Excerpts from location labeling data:
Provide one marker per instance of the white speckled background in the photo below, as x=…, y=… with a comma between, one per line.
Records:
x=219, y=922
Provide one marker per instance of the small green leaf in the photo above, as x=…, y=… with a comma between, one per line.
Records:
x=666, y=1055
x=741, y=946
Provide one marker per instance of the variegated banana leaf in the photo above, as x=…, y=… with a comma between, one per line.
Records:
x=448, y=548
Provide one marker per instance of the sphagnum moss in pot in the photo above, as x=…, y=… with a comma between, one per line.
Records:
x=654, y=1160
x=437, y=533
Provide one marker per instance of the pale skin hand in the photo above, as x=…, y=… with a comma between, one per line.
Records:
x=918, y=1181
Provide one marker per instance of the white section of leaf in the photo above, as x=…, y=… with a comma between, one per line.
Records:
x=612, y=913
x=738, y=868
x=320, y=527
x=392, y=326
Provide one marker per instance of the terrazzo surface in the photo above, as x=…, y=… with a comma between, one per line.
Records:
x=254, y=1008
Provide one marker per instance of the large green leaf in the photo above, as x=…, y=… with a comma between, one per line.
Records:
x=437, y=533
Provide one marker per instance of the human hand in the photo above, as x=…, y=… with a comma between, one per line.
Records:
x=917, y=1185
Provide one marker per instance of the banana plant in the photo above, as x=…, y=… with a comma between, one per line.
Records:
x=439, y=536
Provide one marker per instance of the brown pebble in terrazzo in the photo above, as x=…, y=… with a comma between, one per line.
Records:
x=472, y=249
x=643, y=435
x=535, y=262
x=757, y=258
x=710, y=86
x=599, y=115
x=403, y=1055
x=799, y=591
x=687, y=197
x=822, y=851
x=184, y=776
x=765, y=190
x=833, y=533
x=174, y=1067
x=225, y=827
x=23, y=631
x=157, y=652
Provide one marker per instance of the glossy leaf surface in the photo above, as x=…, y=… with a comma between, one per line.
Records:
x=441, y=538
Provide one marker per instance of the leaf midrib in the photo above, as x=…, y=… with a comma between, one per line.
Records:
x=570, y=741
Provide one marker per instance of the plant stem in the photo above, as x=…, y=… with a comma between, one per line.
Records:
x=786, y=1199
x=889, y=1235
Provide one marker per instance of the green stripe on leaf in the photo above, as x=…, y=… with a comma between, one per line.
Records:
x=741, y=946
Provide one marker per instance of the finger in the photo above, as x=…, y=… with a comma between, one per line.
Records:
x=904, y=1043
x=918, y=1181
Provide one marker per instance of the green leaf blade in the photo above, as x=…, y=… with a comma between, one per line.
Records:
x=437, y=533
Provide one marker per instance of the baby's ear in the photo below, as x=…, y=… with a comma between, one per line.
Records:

■ **Short exercise**
Arrange every line of the material above as a numbered list, omitting any blank lines.

■ **Exercise solution**
1. Provide one marker per instance of the white speckled background in the photo below, as x=…, y=… with a comma between, one per line.
2. Records:
3. x=219, y=922
4. Provide one marker per instance of the small green leaf in the photo above, as x=…, y=… with a comma between, one per line.
5. Records:
6. x=666, y=1055
7. x=741, y=946
8. Provide one marker per instance of the variegated banana leaf in the photo above, as x=…, y=… with a comma between, one per line.
9. Records:
10. x=448, y=548
11. Provide one marker per instance of the sphagnum moss in pot in the photo above, as x=…, y=… with a comma between, one per line.
12. Records:
13. x=654, y=1160
14. x=437, y=533
15. Provide one marker per instance of the pale skin hand in the photo above, as x=…, y=… with a comma between, one per line.
16. Records:
17. x=918, y=1181
18. Provide one marker per instance of the white section of leaf in the photo above, as x=…, y=… with a comma between, one per line.
19. Records:
20. x=612, y=913
21. x=738, y=868
22. x=320, y=527
23. x=392, y=326
24. Provide one marker per instance of the terrazzo surface in the photo above, as x=…, y=… with a comma between, one per line.
25. Records:
26. x=254, y=1008
27. Provide one marker per instance of the large green leaf in the photo above, as x=…, y=… with a comma between, one per line.
28. Records:
29. x=437, y=533
30. Provide one marker per instance of the human hand in the photo above, as x=…, y=… with a comma between, one per line.
31. Records:
32. x=917, y=1185
33. Provide one marker per instance of the banana plant in the photo above, as x=…, y=… with a comma between, one per line.
34. Records:
35. x=439, y=536
36. Provide one marker per instance of the brown pebble in terrazzo in the photo above, as x=…, y=… with a comma between, one per line.
37. Records:
38. x=472, y=249
39. x=643, y=435
40. x=535, y=262
41. x=757, y=258
42. x=710, y=86
43. x=599, y=115
44. x=403, y=1055
45. x=799, y=591
46. x=687, y=197
47. x=822, y=851
48. x=184, y=776
49. x=765, y=190
50. x=833, y=533
51. x=174, y=1067
52. x=225, y=827
53. x=23, y=631
54. x=157, y=652
55. Provide one marker per instance of the glossy leaf surface in the photo above, as x=…, y=… with a comma between, one per line.
56. Records:
57. x=441, y=538
58. Provide one marker per instance of the leaf midrib in the photo above, as x=…, y=… with a comma between, one per line.
59. Records:
60. x=570, y=741
61. Provide one marker per instance of the plant stem in the photo above, as x=…, y=… with a comma between, one per line.
62. Records:
63. x=786, y=1199
64. x=889, y=1235
65. Provide one marker per instance of the green stripe on leaf in the photo above, as x=…, y=… with a comma between, one per line.
66. Records:
67. x=741, y=946
68. Provide one marker per instance of the finger in the photo above, as x=…, y=… with a comma between, one per line.
69. Records:
70. x=904, y=1043
71. x=918, y=1181
72. Provide one marker per instance of the green leaf blade in the photo above, as x=…, y=… with a comma between, one per line.
73. Records:
74. x=437, y=533
75. Provide one marker per instance of the baby's ear in the photo below, as x=…, y=… with a comma between, one per line.
76. Records:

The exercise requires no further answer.